WHAT YOU WILL DO — Revise the items between the line holding "Exercise. Pick out the exhaust" and the end of the records, inclusive, changing "buggy" to "kart" and keeping everything else the same. Leave the pictures out of your answer.

Extracted data entries —
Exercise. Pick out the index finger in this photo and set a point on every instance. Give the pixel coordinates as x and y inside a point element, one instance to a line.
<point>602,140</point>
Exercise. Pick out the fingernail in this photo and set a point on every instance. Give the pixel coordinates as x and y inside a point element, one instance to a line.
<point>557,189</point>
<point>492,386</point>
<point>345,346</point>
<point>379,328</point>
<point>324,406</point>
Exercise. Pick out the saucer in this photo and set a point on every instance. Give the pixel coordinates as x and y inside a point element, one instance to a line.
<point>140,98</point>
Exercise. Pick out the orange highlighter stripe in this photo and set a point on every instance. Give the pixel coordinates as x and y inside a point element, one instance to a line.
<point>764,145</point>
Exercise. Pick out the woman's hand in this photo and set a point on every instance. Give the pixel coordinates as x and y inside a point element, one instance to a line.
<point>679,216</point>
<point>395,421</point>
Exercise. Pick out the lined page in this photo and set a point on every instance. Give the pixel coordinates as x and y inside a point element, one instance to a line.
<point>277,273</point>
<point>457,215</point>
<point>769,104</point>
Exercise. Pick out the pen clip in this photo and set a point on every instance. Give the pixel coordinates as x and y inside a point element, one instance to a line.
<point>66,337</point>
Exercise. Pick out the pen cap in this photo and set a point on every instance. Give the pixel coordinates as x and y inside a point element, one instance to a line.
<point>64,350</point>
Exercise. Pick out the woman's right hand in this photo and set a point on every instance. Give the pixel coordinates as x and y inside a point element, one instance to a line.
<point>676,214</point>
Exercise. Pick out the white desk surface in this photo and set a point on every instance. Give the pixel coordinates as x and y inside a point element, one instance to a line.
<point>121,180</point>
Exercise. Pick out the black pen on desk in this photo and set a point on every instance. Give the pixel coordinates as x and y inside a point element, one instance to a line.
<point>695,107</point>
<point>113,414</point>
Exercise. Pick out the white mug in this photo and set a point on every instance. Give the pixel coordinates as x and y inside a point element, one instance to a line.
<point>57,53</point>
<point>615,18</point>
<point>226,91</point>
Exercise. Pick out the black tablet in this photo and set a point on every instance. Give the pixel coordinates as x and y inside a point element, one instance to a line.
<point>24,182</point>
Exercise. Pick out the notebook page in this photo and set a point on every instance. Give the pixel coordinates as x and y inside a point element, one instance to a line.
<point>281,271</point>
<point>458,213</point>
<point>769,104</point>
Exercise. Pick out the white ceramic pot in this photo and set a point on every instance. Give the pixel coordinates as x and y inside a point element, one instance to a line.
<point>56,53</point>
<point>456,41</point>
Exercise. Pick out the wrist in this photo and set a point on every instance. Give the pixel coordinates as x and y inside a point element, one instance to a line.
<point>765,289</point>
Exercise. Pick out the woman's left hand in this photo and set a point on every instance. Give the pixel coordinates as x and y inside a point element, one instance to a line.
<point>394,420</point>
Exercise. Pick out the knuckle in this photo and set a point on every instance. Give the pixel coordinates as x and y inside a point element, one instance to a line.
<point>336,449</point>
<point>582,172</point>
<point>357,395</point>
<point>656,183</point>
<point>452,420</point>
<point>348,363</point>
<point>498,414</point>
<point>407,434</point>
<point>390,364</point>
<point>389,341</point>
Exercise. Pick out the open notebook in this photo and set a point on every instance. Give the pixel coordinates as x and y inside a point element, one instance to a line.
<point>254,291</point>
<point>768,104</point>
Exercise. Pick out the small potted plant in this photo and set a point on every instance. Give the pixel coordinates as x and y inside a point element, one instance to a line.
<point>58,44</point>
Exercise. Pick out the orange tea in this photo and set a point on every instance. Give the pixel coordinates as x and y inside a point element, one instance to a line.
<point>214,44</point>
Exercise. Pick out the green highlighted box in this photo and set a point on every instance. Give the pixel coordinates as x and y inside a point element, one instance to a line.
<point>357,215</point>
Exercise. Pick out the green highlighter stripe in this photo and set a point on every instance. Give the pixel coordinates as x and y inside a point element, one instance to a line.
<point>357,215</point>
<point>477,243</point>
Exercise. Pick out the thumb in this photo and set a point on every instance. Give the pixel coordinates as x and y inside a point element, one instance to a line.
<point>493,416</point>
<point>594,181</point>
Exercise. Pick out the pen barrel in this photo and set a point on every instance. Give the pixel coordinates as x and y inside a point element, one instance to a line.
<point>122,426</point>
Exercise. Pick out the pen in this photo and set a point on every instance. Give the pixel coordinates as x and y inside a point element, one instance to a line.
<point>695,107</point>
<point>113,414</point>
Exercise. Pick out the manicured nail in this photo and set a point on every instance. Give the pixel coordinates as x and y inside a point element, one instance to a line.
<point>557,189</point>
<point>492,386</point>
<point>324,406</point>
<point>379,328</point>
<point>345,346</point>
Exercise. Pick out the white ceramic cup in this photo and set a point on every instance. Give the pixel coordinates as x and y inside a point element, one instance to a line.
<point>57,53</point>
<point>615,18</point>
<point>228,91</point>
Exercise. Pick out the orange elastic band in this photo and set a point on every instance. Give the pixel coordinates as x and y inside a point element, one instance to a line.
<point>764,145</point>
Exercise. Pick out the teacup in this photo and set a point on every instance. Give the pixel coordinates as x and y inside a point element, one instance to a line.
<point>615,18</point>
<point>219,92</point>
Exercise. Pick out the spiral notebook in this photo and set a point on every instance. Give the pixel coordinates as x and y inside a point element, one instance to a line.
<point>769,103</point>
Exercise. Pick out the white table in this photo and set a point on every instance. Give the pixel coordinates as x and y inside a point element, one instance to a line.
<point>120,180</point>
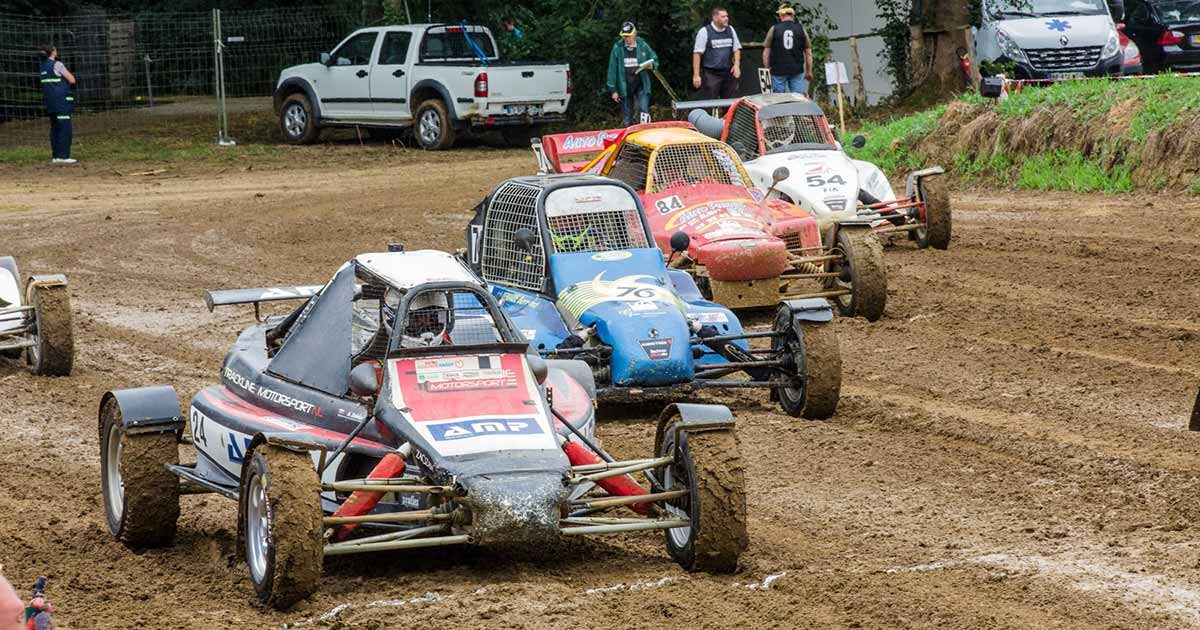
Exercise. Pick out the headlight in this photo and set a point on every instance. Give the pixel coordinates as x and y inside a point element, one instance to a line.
<point>391,299</point>
<point>1009,47</point>
<point>1113,46</point>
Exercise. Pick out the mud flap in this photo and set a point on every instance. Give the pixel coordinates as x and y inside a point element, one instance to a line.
<point>153,409</point>
<point>1194,425</point>
<point>693,418</point>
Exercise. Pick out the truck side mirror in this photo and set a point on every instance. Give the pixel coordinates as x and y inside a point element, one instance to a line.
<point>1116,9</point>
<point>523,239</point>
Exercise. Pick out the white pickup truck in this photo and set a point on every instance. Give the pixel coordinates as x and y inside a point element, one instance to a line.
<point>436,78</point>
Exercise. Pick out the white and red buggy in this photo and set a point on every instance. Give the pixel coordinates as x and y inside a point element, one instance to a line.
<point>35,321</point>
<point>397,407</point>
<point>769,131</point>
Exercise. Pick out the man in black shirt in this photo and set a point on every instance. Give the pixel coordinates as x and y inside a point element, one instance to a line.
<point>787,54</point>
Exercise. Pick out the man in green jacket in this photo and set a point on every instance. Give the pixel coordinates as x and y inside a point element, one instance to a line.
<point>629,85</point>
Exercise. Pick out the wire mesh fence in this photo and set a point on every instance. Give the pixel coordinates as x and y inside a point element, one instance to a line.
<point>156,66</point>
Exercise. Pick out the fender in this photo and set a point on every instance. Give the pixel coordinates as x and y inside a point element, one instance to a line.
<point>438,88</point>
<point>154,409</point>
<point>306,88</point>
<point>813,310</point>
<point>691,418</point>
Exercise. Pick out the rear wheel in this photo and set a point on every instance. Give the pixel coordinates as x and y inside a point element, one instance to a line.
<point>433,130</point>
<point>815,389</point>
<point>141,495</point>
<point>281,525</point>
<point>297,121</point>
<point>936,232</point>
<point>53,353</point>
<point>708,465</point>
<point>862,273</point>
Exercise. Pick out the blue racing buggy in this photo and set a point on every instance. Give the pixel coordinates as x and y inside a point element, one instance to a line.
<point>571,261</point>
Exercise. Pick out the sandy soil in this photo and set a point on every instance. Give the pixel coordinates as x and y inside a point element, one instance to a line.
<point>1011,450</point>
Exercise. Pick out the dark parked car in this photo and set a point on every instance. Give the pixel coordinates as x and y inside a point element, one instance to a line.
<point>1167,33</point>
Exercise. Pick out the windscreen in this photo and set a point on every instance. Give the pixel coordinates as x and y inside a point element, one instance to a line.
<point>1038,9</point>
<point>695,163</point>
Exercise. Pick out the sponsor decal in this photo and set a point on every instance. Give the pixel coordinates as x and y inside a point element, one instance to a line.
<point>711,318</point>
<point>609,257</point>
<point>657,349</point>
<point>591,141</point>
<point>473,429</point>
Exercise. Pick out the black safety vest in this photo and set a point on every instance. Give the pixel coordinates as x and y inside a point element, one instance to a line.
<point>719,51</point>
<point>787,45</point>
<point>55,90</point>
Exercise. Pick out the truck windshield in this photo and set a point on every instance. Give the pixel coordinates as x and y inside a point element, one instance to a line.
<point>1038,9</point>
<point>1179,11</point>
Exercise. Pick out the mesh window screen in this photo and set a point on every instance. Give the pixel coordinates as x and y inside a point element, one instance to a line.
<point>598,232</point>
<point>514,207</point>
<point>743,135</point>
<point>781,131</point>
<point>630,166</point>
<point>679,165</point>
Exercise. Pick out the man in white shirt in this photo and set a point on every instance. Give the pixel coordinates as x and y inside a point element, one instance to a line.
<point>717,58</point>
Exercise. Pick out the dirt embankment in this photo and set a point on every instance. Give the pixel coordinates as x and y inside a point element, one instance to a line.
<point>1158,155</point>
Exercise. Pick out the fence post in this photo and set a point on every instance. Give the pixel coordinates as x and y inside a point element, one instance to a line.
<point>223,138</point>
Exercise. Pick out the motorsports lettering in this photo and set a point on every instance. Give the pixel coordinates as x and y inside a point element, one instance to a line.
<point>270,395</point>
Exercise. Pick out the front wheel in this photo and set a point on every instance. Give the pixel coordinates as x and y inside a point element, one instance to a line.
<point>141,495</point>
<point>297,121</point>
<point>936,231</point>
<point>53,352</point>
<point>708,465</point>
<point>433,131</point>
<point>862,273</point>
<point>281,525</point>
<point>813,351</point>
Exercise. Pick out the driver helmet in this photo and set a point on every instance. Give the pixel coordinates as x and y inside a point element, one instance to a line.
<point>570,235</point>
<point>427,322</point>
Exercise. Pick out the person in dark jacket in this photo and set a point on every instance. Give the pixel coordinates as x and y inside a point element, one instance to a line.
<point>787,53</point>
<point>58,91</point>
<point>628,82</point>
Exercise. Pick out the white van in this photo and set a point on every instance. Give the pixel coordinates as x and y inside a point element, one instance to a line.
<point>1050,39</point>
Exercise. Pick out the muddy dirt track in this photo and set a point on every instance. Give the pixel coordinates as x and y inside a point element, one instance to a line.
<point>1009,453</point>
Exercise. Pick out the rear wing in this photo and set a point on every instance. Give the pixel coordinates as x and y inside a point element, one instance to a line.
<point>569,153</point>
<point>256,297</point>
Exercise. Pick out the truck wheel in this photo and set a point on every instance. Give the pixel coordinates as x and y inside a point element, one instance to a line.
<point>863,273</point>
<point>297,123</point>
<point>281,525</point>
<point>814,394</point>
<point>435,131</point>
<point>141,495</point>
<point>517,137</point>
<point>53,354</point>
<point>708,465</point>
<point>936,233</point>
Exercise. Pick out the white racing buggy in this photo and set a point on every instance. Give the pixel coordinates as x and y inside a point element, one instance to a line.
<point>35,322</point>
<point>787,130</point>
<point>397,408</point>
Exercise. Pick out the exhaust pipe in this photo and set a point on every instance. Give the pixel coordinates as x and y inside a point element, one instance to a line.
<point>707,124</point>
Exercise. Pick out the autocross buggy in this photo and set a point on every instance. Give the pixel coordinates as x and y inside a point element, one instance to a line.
<point>36,323</point>
<point>744,251</point>
<point>571,261</point>
<point>769,131</point>
<point>397,408</point>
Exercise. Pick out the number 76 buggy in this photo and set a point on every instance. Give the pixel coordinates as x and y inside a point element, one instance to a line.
<point>397,408</point>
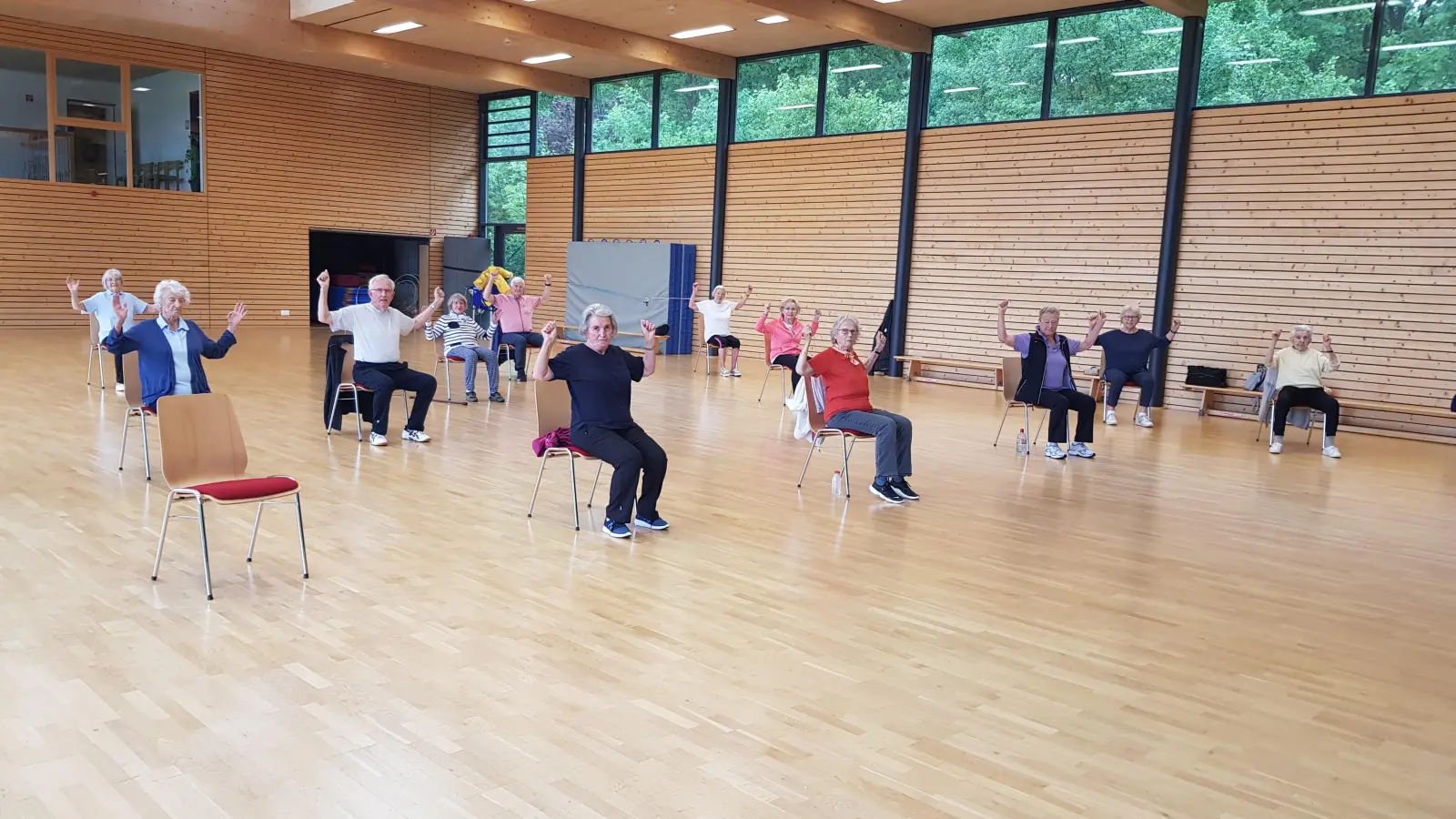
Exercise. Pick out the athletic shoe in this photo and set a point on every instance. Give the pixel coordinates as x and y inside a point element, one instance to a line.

ANSWER TO THE PROBLEM —
Exercise. Pick out the exhaust pipe in this photo and set a point on every instance. Give the pixel coordinates as x and y inside a point element, one instance to a line.
<point>707,124</point>
Exercise. Pick out the autocross kart in this photo and set a point on every instance. Give the pixel coordinates as x and y inside a point element, one instance to a line.
<point>36,323</point>
<point>744,251</point>
<point>571,261</point>
<point>769,131</point>
<point>397,408</point>
Exercise. Pick out the number 76 kart in this photo and set a point on every instance. Give the pixel coordinates as x and y inside a point element, one instance to a line.
<point>397,408</point>
Exercise. Pick out the athletic shoe in this photo and set a point on every instance. Give the pixel coordinates as x and y inside a point element, one instance to a line.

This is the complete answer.